Referring expression data -

↓

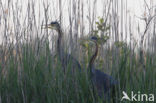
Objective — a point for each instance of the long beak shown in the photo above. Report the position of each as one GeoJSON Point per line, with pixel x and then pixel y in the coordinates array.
{"type": "Point", "coordinates": [47, 26]}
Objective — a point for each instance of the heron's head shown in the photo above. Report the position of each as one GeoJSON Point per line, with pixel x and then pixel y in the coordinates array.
{"type": "Point", "coordinates": [53, 25]}
{"type": "Point", "coordinates": [94, 38]}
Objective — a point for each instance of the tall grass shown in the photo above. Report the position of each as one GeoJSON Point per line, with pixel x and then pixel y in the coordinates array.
{"type": "Point", "coordinates": [30, 71]}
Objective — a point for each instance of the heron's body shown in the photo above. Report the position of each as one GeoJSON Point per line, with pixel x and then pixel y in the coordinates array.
{"type": "Point", "coordinates": [102, 82]}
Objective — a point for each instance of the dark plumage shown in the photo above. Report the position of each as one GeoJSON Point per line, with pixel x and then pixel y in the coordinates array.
{"type": "Point", "coordinates": [102, 82]}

↑

Please transcribe each entry exactly and exclude any image it contains.

Objective — a point for each instance of the long beak shown in the photo above. Report the position of each as one GeoJSON Point per line, with pixel x and then pixel y in the coordinates array.
{"type": "Point", "coordinates": [47, 26]}
Objective — a point for each instance of the heron's head shown in the photo above. Report the position of each as one GeoJSON Point per line, with pixel x and then pixel y in the coordinates array.
{"type": "Point", "coordinates": [53, 25]}
{"type": "Point", "coordinates": [94, 38]}
Objective — a point for each instance of the tall grass shown in the photo above. Report the position of each as one GeoJSON Point per line, with pixel x and then pixel y in the coordinates array.
{"type": "Point", "coordinates": [30, 71]}
Objective — a point for each instance of the heron's body shown in the photo above. Report the position of each as one GeoJSON Point per line, with pixel x and then pixel y in the coordinates array.
{"type": "Point", "coordinates": [102, 82]}
Objective — a point for each instance of the dark plumage shown in the photo above. Report the position of each as one GeoJSON Point per line, with pixel x and then pixel y in the coordinates array.
{"type": "Point", "coordinates": [102, 82]}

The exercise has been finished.